◆ Consigne ◆
Reprenez le texte sur la somme remise à l'office pour libérer une villa saisie et poursuivez-le à partir de sa dernière phrase.

◆ Texte fourni ◆
────

L'arrêt attaqué retient clairement que le recourant a remis les 58'500 fr. à l'office le 31 octobre 1996, somme représentant la différence entre la créance de l'ex-épouse (capital, intérêts et frais) et les sommes saisies, dans le but d'éviter la réalisation de sa villa et donc de libérer ce bien immobilier de la saisie. Le montant remis à l'office a ainsi remplacé la villa saisie auparavant et, partant, est automatiquement tombé sous le coup de la saisie. Dès lors qu'il ne ressort pas de l'arrêt cantonal que l'office aurait remis les sommes saisies à l'ex-épouse du recourant à titre de paiement - le recourant ne le prétend d'ailleurs pas -, la créance de celle-ci n'a pas été éteinte par la remise des 58'500 fr. à l'office. L'art. 12 LP, qui prévoit que l'office est tenu d'accepter les paiements fait pour le compte du créancier poursuivant (al. 1) et que le débiteur est libéré par ces paiements (al. 2), n'est d'aucun secours au recourant. Cette disposition, en effet, ne concerne pas le versement d'une somme à l'office dans le but de libérer un bien saisi.

────

Données
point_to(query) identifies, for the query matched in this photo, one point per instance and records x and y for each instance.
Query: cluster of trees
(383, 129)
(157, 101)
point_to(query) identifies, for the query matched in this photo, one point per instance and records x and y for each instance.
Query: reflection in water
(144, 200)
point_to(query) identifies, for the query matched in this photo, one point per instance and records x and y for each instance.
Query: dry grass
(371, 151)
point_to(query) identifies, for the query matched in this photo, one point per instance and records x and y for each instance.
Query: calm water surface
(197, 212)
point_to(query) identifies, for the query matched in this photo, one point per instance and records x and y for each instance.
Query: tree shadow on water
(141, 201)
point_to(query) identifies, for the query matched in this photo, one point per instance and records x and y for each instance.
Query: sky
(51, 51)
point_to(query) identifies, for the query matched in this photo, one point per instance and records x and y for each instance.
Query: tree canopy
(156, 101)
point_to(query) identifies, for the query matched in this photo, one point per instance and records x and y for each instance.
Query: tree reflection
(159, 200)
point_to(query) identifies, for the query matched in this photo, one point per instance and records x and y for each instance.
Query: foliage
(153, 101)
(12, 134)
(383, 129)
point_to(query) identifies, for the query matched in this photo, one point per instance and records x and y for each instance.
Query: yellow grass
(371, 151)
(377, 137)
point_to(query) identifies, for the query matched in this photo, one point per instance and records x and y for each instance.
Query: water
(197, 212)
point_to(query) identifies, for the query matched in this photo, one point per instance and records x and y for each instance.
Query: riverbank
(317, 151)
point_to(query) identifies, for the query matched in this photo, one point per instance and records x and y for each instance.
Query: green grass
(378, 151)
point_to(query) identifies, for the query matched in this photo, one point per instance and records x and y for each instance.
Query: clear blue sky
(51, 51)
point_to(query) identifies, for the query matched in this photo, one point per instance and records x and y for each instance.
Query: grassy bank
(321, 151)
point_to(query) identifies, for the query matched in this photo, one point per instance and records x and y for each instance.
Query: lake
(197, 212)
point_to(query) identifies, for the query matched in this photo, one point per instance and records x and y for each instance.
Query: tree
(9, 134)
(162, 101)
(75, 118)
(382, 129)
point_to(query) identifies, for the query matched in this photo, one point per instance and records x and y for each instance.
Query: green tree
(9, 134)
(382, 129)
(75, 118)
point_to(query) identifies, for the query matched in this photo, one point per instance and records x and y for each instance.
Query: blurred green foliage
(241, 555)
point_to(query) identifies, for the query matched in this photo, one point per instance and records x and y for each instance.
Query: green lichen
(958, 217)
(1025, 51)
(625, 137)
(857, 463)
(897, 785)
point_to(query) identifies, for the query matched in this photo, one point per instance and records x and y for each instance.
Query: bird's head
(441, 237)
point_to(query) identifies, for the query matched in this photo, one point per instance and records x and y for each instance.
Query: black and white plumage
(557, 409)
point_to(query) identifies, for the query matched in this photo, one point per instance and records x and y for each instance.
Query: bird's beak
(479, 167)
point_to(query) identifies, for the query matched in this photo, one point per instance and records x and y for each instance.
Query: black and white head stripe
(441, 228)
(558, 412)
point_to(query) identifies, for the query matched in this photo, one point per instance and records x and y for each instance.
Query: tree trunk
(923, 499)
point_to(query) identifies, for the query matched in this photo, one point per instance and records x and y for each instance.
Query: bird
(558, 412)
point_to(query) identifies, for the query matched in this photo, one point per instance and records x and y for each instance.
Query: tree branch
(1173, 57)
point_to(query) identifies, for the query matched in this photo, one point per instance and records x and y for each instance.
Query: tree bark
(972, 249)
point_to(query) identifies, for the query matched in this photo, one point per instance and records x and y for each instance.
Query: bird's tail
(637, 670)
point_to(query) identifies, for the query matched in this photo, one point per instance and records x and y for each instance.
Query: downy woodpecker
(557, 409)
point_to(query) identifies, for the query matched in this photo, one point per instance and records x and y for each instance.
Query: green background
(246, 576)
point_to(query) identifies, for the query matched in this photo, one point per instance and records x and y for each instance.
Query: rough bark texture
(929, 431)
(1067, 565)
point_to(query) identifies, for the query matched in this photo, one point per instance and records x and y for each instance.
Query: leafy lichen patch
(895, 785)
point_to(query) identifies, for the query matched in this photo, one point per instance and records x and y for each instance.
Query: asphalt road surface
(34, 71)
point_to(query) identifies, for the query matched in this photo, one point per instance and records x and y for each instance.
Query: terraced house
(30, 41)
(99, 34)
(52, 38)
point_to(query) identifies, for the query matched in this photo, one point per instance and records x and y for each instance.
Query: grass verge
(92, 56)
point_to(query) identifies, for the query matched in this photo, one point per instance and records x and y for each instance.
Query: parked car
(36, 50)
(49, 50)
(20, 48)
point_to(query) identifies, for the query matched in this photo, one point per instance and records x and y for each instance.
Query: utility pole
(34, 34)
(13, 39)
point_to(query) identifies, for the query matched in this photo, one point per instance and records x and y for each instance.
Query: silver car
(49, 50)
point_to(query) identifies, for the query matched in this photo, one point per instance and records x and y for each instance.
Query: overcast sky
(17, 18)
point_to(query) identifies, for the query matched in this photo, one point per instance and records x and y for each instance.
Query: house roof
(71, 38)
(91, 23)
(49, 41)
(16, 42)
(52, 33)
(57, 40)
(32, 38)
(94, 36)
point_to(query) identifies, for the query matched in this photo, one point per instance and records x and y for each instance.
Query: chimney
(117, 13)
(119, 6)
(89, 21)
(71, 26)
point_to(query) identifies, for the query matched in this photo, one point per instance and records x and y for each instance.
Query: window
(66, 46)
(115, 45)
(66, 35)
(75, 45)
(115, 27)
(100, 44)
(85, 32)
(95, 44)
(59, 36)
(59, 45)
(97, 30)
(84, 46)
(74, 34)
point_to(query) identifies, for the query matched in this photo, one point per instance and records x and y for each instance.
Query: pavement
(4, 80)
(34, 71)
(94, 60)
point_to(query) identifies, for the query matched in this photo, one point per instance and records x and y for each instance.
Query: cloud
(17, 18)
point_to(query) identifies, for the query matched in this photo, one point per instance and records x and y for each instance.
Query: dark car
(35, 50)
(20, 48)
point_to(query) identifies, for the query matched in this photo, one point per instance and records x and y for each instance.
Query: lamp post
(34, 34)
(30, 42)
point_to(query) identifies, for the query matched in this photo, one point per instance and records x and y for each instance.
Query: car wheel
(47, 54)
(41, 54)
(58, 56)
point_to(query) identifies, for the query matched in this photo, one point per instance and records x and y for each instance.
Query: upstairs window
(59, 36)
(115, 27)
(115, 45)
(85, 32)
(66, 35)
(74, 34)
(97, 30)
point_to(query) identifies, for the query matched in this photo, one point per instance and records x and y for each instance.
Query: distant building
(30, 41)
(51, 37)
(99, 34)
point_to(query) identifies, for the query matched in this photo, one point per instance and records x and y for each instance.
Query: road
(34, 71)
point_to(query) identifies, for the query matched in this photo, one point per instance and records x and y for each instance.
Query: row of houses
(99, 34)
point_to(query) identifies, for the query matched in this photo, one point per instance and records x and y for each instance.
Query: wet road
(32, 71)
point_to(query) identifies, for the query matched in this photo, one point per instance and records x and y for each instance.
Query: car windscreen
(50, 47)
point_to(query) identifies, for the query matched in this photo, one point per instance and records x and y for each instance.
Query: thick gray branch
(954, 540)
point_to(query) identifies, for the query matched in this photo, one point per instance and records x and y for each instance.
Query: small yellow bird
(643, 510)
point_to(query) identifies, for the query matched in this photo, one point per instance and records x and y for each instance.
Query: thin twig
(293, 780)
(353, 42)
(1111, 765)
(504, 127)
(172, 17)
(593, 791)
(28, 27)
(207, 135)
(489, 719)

────

◆ Réponse à la consigne ◆
Au vu de ce qui précède, la cour cantonale n'a pas enfreint le droit fédéral en retenant que la dette du recourant envers son ex-épouse existait au moment où celle-ci en a cédé une partie à l'intimé.
c) Le recourant fait valoir qu'il n'y a pas identité entre la créance séquestrée et celle revendiquée, et que la cour cantonale a confondu à tort les deux: la revendication de l'intimé aurait trait à la créance en dépens de l'ex-épouse envers le recourant - créance qui serait d'ailleurs éteinte -, alors que ce dernier aurait séquestré la créance de droit public de son ex-épouse contre l'office née au moment de la remise des 58'500 fr. à celui-ci.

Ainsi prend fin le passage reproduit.